[start RECORDS FOR PROCESSING]
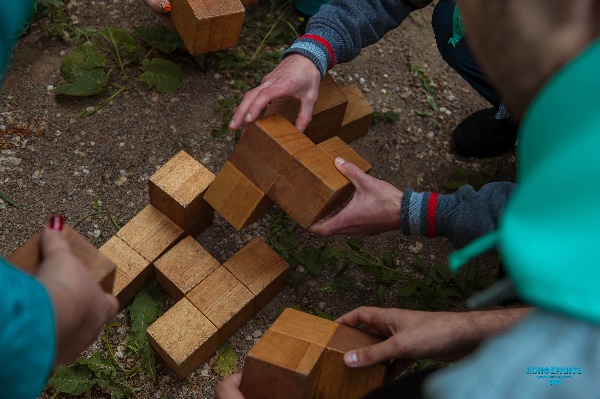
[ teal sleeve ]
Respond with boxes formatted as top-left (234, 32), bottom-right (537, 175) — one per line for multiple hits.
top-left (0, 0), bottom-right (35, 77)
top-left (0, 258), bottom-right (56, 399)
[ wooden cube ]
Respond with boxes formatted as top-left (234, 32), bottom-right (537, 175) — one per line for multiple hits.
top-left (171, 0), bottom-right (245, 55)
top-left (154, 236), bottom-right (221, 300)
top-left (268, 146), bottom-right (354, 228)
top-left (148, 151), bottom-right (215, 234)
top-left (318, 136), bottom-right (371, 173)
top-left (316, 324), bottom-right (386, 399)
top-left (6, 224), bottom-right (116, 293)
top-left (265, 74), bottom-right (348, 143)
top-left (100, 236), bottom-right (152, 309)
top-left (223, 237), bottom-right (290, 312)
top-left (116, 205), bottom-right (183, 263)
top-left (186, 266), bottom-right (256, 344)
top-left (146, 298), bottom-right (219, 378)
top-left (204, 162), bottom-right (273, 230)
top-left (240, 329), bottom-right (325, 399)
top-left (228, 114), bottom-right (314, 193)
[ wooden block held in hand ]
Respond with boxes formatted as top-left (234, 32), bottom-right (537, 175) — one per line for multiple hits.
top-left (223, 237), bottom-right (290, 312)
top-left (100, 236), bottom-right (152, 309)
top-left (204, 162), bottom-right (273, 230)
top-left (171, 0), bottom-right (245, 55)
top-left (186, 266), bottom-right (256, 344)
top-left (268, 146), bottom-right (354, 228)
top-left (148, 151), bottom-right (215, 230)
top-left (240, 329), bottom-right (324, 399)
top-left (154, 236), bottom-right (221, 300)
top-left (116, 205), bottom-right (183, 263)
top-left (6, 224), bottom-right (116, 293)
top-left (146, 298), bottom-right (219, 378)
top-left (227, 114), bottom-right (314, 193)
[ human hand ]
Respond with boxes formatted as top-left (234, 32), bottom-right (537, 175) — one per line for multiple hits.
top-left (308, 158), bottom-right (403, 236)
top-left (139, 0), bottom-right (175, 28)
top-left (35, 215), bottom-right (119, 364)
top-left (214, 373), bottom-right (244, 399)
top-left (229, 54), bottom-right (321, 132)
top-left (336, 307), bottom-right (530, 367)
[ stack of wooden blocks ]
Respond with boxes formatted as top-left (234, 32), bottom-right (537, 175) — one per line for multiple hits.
[end RECORDS FOR PROCESSING]
:: WHAT IS REQUIRED ::
Copy every line of the records above verbatim, leaving out the pictures.

:: TASK RESULT ::
[ teal sleeve ]
Respond with boxes formatted as top-left (234, 32), bottom-right (537, 175) — one per line for multiple hits.
top-left (0, 0), bottom-right (35, 77)
top-left (0, 258), bottom-right (56, 399)
[ wooden cube ]
Respond with boxes formatted as top-left (234, 32), bottom-right (537, 175) — one per line for multiple hits.
top-left (171, 0), bottom-right (245, 55)
top-left (154, 236), bottom-right (221, 300)
top-left (268, 146), bottom-right (354, 228)
top-left (148, 151), bottom-right (215, 234)
top-left (318, 136), bottom-right (371, 173)
top-left (316, 324), bottom-right (386, 399)
top-left (6, 224), bottom-right (116, 293)
top-left (265, 74), bottom-right (348, 143)
top-left (100, 236), bottom-right (152, 309)
top-left (223, 237), bottom-right (290, 312)
top-left (116, 205), bottom-right (183, 263)
top-left (186, 266), bottom-right (256, 344)
top-left (146, 298), bottom-right (219, 378)
top-left (204, 162), bottom-right (273, 230)
top-left (240, 329), bottom-right (325, 399)
top-left (228, 114), bottom-right (314, 193)
[ wooden block held in hand ]
Respond with boxes formatted as top-left (234, 32), bottom-right (537, 175) — one per line for multiple hits.
top-left (223, 237), bottom-right (290, 312)
top-left (100, 236), bottom-right (152, 309)
top-left (204, 162), bottom-right (273, 230)
top-left (171, 0), bottom-right (245, 55)
top-left (186, 266), bottom-right (256, 344)
top-left (268, 146), bottom-right (354, 228)
top-left (148, 151), bottom-right (215, 230)
top-left (240, 329), bottom-right (324, 399)
top-left (154, 236), bottom-right (221, 300)
top-left (116, 205), bottom-right (183, 263)
top-left (6, 224), bottom-right (116, 293)
top-left (146, 298), bottom-right (219, 378)
top-left (227, 114), bottom-right (314, 193)
[ human hand ]
Respond with boxes formatted as top-left (234, 32), bottom-right (537, 175) — one per line for multiple hits.
top-left (308, 158), bottom-right (403, 236)
top-left (139, 0), bottom-right (175, 28)
top-left (35, 215), bottom-right (119, 364)
top-left (214, 373), bottom-right (244, 399)
top-left (229, 54), bottom-right (321, 132)
top-left (336, 307), bottom-right (530, 367)
[ stack of wooden blocks ]
Respond with boxes formatted as top-left (234, 32), bottom-right (537, 175) — one per line for multiple hits.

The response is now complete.